__TASK DIRECTIONS__: Print exactly the lines from the line with "Every instance of the white background" to the last line of the data, please, both included.

__A run of records__:
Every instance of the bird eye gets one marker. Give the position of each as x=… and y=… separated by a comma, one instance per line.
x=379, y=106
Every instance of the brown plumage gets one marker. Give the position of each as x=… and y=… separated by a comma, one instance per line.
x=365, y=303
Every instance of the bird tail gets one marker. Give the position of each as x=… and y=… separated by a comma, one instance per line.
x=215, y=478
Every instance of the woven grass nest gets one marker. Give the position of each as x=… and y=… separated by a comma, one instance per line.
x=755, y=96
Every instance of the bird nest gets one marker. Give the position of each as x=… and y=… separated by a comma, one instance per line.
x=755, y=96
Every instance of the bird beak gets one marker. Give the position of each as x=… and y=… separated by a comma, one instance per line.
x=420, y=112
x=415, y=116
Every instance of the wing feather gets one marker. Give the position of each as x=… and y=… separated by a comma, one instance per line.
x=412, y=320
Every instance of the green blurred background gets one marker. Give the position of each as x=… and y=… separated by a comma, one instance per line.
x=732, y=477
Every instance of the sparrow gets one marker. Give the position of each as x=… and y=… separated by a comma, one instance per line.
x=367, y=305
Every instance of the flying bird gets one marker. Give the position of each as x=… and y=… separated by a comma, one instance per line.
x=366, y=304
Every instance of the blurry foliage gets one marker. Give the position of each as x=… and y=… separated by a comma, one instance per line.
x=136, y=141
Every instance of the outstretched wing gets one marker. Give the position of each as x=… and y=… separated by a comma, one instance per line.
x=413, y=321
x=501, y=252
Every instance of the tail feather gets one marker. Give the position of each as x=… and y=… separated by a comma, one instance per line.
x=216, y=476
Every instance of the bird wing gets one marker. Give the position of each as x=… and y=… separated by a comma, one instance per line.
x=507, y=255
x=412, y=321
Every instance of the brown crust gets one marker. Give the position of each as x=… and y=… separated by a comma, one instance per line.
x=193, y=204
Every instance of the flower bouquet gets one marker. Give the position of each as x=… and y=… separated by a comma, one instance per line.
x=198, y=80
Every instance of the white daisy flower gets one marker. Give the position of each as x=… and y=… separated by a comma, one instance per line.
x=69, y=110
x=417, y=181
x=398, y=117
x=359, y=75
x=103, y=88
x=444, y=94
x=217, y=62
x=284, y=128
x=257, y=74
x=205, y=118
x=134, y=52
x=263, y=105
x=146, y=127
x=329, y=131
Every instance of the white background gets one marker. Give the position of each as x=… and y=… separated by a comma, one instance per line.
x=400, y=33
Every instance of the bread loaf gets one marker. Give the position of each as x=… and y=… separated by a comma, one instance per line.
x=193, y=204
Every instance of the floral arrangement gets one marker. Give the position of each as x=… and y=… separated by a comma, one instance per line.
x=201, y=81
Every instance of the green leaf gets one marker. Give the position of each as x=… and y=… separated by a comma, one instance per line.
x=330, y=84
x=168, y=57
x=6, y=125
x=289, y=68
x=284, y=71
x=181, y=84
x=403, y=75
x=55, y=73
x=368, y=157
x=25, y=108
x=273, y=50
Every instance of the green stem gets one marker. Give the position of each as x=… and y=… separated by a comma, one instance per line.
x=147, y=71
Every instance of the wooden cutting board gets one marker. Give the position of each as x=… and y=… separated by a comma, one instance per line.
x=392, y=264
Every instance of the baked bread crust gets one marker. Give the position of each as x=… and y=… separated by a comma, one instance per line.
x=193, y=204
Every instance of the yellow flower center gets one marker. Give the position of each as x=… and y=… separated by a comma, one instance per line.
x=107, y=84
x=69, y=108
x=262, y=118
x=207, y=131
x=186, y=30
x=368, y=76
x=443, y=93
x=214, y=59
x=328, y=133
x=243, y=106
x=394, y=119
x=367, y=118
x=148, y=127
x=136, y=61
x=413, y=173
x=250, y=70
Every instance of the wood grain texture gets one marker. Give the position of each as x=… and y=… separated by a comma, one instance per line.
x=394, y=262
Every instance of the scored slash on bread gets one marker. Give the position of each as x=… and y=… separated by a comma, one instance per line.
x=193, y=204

__EXERCISE SOLUTION__:
Every instance of the white background gets one marker. Give the position of each as x=… and y=… separated by a comma, one instance per line.
x=400, y=33
Every instance of the bread loaf gets one marker. Give the position of each as x=… and y=… separated by a comma, one instance per line.
x=193, y=204
Every instance of the floral arrangement gets one marker. Give the position of each as x=… and y=… separated by a comma, one instance per line.
x=201, y=81
Every instance of the green leaf gets one marker. Give the position of each as x=… and y=… separated by a comma, one instance per line.
x=330, y=84
x=168, y=57
x=6, y=125
x=289, y=68
x=284, y=71
x=181, y=84
x=403, y=75
x=55, y=73
x=368, y=157
x=25, y=108
x=273, y=50
Every instance of the green stem gets one marker. Give the position of each as x=… and y=… separated by a comma, one instance per line.
x=147, y=71
Every instance of the wooden cutting board gets one marker. Give the position of each as x=… and y=… separated by a comma, one instance per line.
x=392, y=264
Every instance of the baked bread crust gets one marker. Give the position of each as x=… and y=… separated by a comma, one instance per line.
x=193, y=204
Every instance of the yellow flower center gets one marker. Give the position of each as x=… and y=… separated by a comma, one instance per line.
x=107, y=84
x=69, y=108
x=262, y=118
x=207, y=131
x=186, y=30
x=368, y=76
x=443, y=93
x=214, y=59
x=328, y=133
x=243, y=106
x=394, y=119
x=367, y=118
x=148, y=127
x=136, y=61
x=413, y=173
x=250, y=70
Every instance of the wood grain texture gets one marker. Give the position of each as x=… and y=… separated by a comma, one instance per line.
x=394, y=262
Every instance of the scored slash on bread gets one marker. Give the position of each as x=… and y=… separated by a comma, one instance per line.
x=193, y=204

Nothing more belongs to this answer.